— 正文 —
TradingAgents-CN

数据源集成 (v0.1.6)

概述

TradingAgents 中文增强版集成了多种金融数据源,特别加强了对中国A股市场的支持。为智能体提供全面、准确、实时的市场信息。本文档详细介绍了支持的数据源、API集成方法、数据格式和使用指南。

🔄 v0.1.6 重大更新

数据源迁移完成

🎯 v0.1.6 数据源状态

数据源 市场 状态 说明
🇨🇳 Tushare数据接口 A股 ✅ 完整支持 实时行情、历史数据、技术指标
FinnHub 美股 ✅ 完整支持 实时数据、基本面、新闻
Google News 全球 ✅ 完整支持 财经新闻、市场资讯
Reddit 全球 ✅ 完整支持 社交媒体情绪分析
MongoDB 缓存 ✅ 完整支持 数据持久化存储
Redis 缓存 ✅ 完整支持 高速数据缓存

支持的数据源

🇨🇳 1. Tushare数据接口 (新增 v0.1.3)

简介

Tushare数据接口是中国领先的股票数据提供商,为A股市场提供实时行情和历史数据。

数据类型

tdx_data_types = {
    "实时数据": [
        "A股实时行情",
        "成交量",
        "涨跌幅",
        "换手率"
    ],
    "历史数据": [
        "日K线数据",
        "分钟级数据",
        "复权数据",
        "除权除息"
    ],
    "技术指标": [
        "MA移动平均",
        "MACD",
        "RSI",
        "KDJ"
    ],
    "市场数据": [
        "板块分类",
        "概念股",
        "龙虎榜",
        "资金流向"
    ]
}

使用示例

from tradingagents.dataflows.tdx_utils import get_stock_data

# 获取A股数据
data = get_stock_data(
    stock_code="000001",  # 平安银行
    start_date="2024-01-01",
    end_date="2024-12-31"
)

1. FinnHub API

简介

FinnHub 是领先的金融数据提供商,提供实时股票价格、公司基本面数据、新闻和市场指标。

数据类型

finnhub_data_types = {
    "实时数据": [
        "股票价格",
        "交易量",
        "市场深度",
        "实时新闻"

— 练习要求 —
a – 照录数据源集成一文中从“from tradingagents.dataflows.tdx_utils import”到“基本面数据、新闻和市场指标。”的部分，首尾两处都包括在内。
b – 在数据源集成一文的数据源状态表里，Redis 一行的说明是什么？
c – 从数据源集成一文停下的地方接着往下写。

— 所示数据 —
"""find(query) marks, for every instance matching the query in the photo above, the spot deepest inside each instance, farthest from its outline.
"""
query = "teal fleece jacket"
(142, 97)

— 逐题答案 —
a –
from tradingagents.dataflows.tdx_utils import get_stock_data

# 获取A股数据
data = get_stock_data(
    stock_code="000001",  # 平安银行
    start_date="2024-01-01",
    end_date="2024-12-31"
)

1. FinnHub API

简介

FinnHub 是领先的金融数据提供商,提供实时股票价格、公司基本面数据、新闻和市场指标。

b – 高速数据缓存

c –
    ],
    "基本面数据": [
        "财务报表",
        "公司概况",
        "分析师评级",
        "盈利预测"
    ],
    "技术指标": [
        "RSI",
        "MACD",
        "布林带",
        "移动平均线"
    ],
    "市场数据": [
        "IPO日历",
        "分红信息",
        "股票分割",
        "期权数据"
    ]
}

API 配置

# finnhub_utils.py
import finnhub

class FinnHubDataProvider:
    """FinnHub 数据提供器"""
    
    def __init__(self, api_key: str):
        self.client = finnhub.Client(api_key=api_key)
        self.rate_limiter = RateLimiter(calls_per_minute=60)  # 免费版限制
    
    def get_stock_price(self, symbol: str) -> Dict:
        """获取股票价格"""
        with self.rate_limiter:
            quote = self.client.quote(symbol)
            return {
                "symbol": symbol,
                "current_price": quote.get("c"),
                "change": quote.get("d"),
                "change_percent": quote.get("dp"),
                "high": quote.get("h"),
                "low": quote.get("l"),
                "open": quote.get("o"),
                "previous_close": quote.get("pc"),
                "timestamp": quote.get("t")
            }
    
    def get_company_profile(self, symbol: str) -> Dict:
        """获取公司概况"""
        with self.rate_limiter:
            profile = self.client.company_profile2(symbol=symbol)
            return {
                "symbol": symbol,
                "name": profile.get("name"),
                "industry": profile.get("finnhubIndustry"),
                "sector": profile.get("gsubind"),
                "market_cap": profile.get("marketCapitalization"),
                "shares_outstanding": profile.get("shareOutstanding"),
                "website": profile.get("weburl"),
                "logo": profile.get("logo"),
                "exchange": profile.get("exchange")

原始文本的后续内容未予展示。